> _Supplied text_:
--- START ---

Polarization of the centrosome and Golgi complex and the subsequent asymmetric distribution of stable MT arrays promote effective protein trafficking to the leading edge of motile cells (Mellor, 2004). To investigate a potential role for paxillin in regulating protein trafficking, the temperature-sensitive mutant of GFP-labeled VSVG (vesicular stomatitis virus G; tsVSVG) was used to track anterograde transport from the endoplasmic reticulum (ER) to the plasma membrane (PM) in MDA-MB-231 cells transfected with either control or paxillin RNAi. At 40°C, the GFP-tsVSVG is misfolded and retained in the ER; however, upon shifting to 32°C, it becomes unfolded and traffics from the ER to the Golgi and then to the PM (Bergmann, 1989). In both control and paxillin-depleted MDA-MB-231 cells, immunofluorescence analysis of cells fixed at 40°C showed VSVG accumulation in the ER (Figure 8, A and B). However, upon transfer to 32°C, VSVG in control cells was colocalized with the Golgi complex after 10–15 min (Figure 8, A and C) and began to appear at the PM within 30 min (Figure 8, A and D). In contrast, in cells depleted of paxillin, VSVG trafficking from the ER to the Golgi and through the Golgi to the PM was significantly delayed, as compared with the control cells (Figure 8, A–D).

FIGURE 8:

Paxillin depletion causes a significant delay in anterograde vesicle trafficking. (A) Time course of GFP-tsVSVG transport showing representative images of GFP-tsVSVG colocalization with BiP (ER marker), β-COP (ER to Golgi transport), and GM130 (Cis-Golgi marker) in fixed MDA-MB-231 cells treated with either control or paxillin RNAi. Images are from different time points after the switch from 40 to 32°C. Quantification of the percentage of cells in which GFP-tsVSVG was localized with (B) the ER, (C) the Golgi complex, and (D) the PM. Arrows mark the localization of GFP-tsVSVG at the PM. Data are represented as the mean ± SEM from three individual experiments. n > 20 cells. Statistical significance was determined by Student’s t test. *p < 0.05; **p < 0.01; ***p < 0.001.

The analysis of VSVG trafficking was also performed in the paxillin–/– MEFs. Similar to observations in the MDA-MB-231 cells, RFP-vector– and RFP-paxillin–transfected cells accumulated and retained the GFP-tsVSVG cargo in the ER at 40°C (Supplemental Figure S7, A and B). However, after shifting the cells to the permissive temperature in the absence of paxillin, RFP-vector–transfected cells demonstrated an accumulation of large VSVG-containing vesicles around the Golgi at the various time points (Supplemental Figure S7, A and C), and in the majority of cells, VSVG arrived at the PM >1 h later (Supplemental Figure S7, A and D). In contrast, the expression of RFP-paxillin in the paxillin–/– MEFs restored normal trafficking. Within 15 min after the shift to 32°C, GFP-tsVSVG had left the ER and accumulated in the perinuclear Golgi (Supplemental Figure S7, B and C) and could also be detected at the PM within 30 min (Supplemental Figure S7, B and D). Taken together, these results demonstrate that paxillin is necessary for efficient anterograde cargo trafficking through the Golgi complex to the PM.

--- END ---

> _Exercise requirements_:
1/ In the text on paxillin, do these statements agree with it? (a) At 40°C, GFP-tsVSVG stays in the ER. (b) In control cells, VSVG reached the PM within 10 minutes. (c) RFP-paxillin restored normal trafficking in paxillin–/– MEFs. Answer yes or no for each, and quote the deciding words.
2/ Repeat the part of the text on paxillin from "Paxillin depletion causes" up to and including "0.01; ***p < 0.001.", word for word.
The data have no role in any of this work.

> _Collected material_:
--- START ---

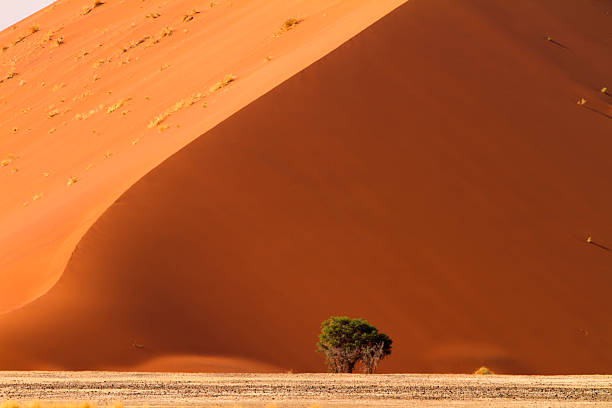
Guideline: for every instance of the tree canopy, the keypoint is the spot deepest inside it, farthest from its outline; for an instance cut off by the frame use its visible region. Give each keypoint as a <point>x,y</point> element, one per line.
<point>346,342</point>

--- END ---

> _Solutions to each task_:
1/
(a) Yes: "At 40°C, the GFP-tsVSVG is misfolded and retained in the ER"
(b) No: "began to appear at the PM within 30 min"
(c) Yes: "the expression of RFP-paxillin in the paxillin–/– MEFs restored normal trafficking"

2/
Paxillin depletion causes a significant delay in anterograde vesicle trafficking. (A) Time course of GFP-tsVSVG transport showing representative images of GFP-tsVSVG colocalization with BiP (ER marker), β-COP (ER to Golgi transport), and GM130 (Cis-Golgi marker) in fixed MDA-MB-231 cells treated with either control or paxillin RNAi. Images are from different time points after the switch from 40 to 32°C. Quantification of the percentage of cells in which GFP-tsVSVG was localized with (B) the ER, (C) the Golgi complex, and (D) the PM. Arrows mark the localization of GFP-tsVSVG at the PM. Data are represented as the mean ± SEM from three individual experiments. n > 20 cells. Statistical significance was determined by Student’s t test. *p < 0.05; **p < 0.01; ***p < 0.001.